##### EXCERPTED TEXT #####

7 Request And Review System

The OBS comes with a generic request system where one party can ask another to complete a certain action. This can be, for example, taking source changes, granting maintainer rights or deleting a package. Requests are also used deal with more complex workflows.

A request is an object in the database. It can be accessed via the /request api route. osc and the web interface can show and process these requests. There are also interfaces to show the requests which should be handled for a certain user.

7.1 What a request looks like

A request is an object in the database. It can be accessed via the /request api route. Main parts of the request are

  • state: The state tells if the request still needs to processed or has been handled already and how.
  • actions: these are the changes which will be applied when accepting the request.
  • reviewer: reviewer can be added automatically at request creation time or manually by any involved party. Usually all of them should approve the request before it will be accepted. However, the target can ignore that and accept anyway optionally.
  • descripton: an explanation of why the actions should be done.
  • history: a history about state changes of the request.
  • accept_at: the request will get accepted automatically after the given time. Such a request can only be created when having write permissions in the target. Automatic cleanup requests created by Admin user are using this.

Each request can only be accepted entirely or not at all. Therefore it may make sense to have multiple actions in one request if changes should be applied in one transaction. For example submitting a new package and removing an old instance: Do either both or nothing. This implies that the person accepting the request must have write access in all targets or he will not be allowed to accept the request.

7.1.1 Action types

Actions always specify some target. This can be either a project or a package. Further information depend on the action type. The following gives an overview, for details please check the xml schema for requests.

7.1.1.1 Submit

A submit action will transfer sources from one package to another package. Usually a submit request will refer to a specific revision in the source, but it does not have to. If no revision is specified, then the current revision at the time of acceptance will be used. This should be avoided when relying on complex reviews during the request process. Hence, it is recommended to identify a specific version in your submitrequest (osc submitrequest -r 42 ...).

##### INFORMATION SHOWN #####

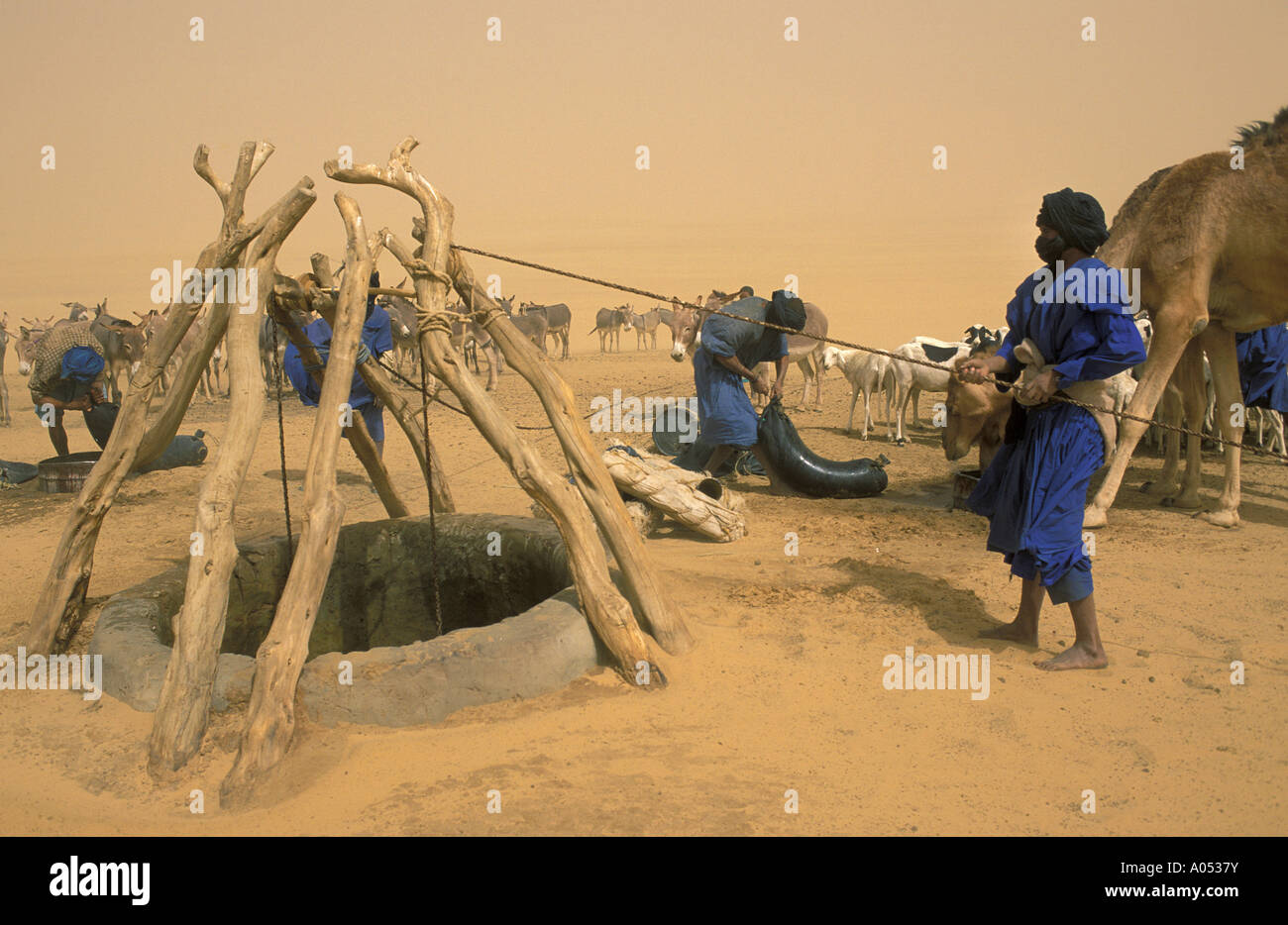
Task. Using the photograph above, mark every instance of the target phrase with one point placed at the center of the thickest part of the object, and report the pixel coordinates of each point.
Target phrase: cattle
(464, 342)
(977, 414)
(867, 372)
(558, 322)
(609, 324)
(402, 329)
(912, 379)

#####

▸ SET TASKS
1. Convert the listing above into a CSV with two columns headed entry and answer. Give one row per entry, put each field in double quotes, replace line breaks with spaces, and leave out the pictures.
2. Continue the text on the OBS request and review system, picking up after its final sentence.

▸ TASK ANSWERS
1.
entry,answer
"Task. Using the photograph above, mark every instance of the target phrase with one point placed at the center of the thickest part of the object, and report the pixel coordinates of each point. Target phrase: cattle","(464, 342) (977, 414) (867, 372) (558, 322) (609, 324) (402, 329) (912, 379)"

2.
The submit action can support options to update the source or even to remove the source. Tools like osc are applying the cleanup rule by default when submitting from a default user home branch project.

7.1.1.2 delete

A delete action can request removal of a project or package instance.

7.1.1.3 add_role

An add_role requests a specific role for a given user or group to the target. For example, one could use this to ask for maintainer rights, or to become a default reviewer.

7.1.1.4 set_bugowner

set_bugowner is similar to add_role, but removes all other bugowner roles in the target. This happens to have a uniq identifier to be used when assigning bugreports in external tools like bugzilla.

7.1.1.5 change_devel

can be used to update the devel package information in the target.

7.1.1.6 maintenance_incident

Official request to open a maintenance incident for official support products. This create by developers who want to start an official maintenance process. Find detail in the maintenance chapter about this. If accepted, a new maintenance incident project is created and package sources listed are copied there. All sources of all actions in one request will be merged into the same maintenance incident.

7.1.1.7 maintenance_release

Is used to release a ready maintenance update. Unlike maintenance_incident or submit, sources and binaries are copied without a rebuild. Details can be found in maintenance chapter.

7.1.1.8 group

Deprecated. Was never in a released OBS version. It is not allowed to be used anymore.

7.1.2 Request states

  • new: The default value for newly created requests. Everybody involved in the specified targets can see the request and accept or decline it.
  • accepted: The request has been accepted and the changes applied. history files have a reference to this request.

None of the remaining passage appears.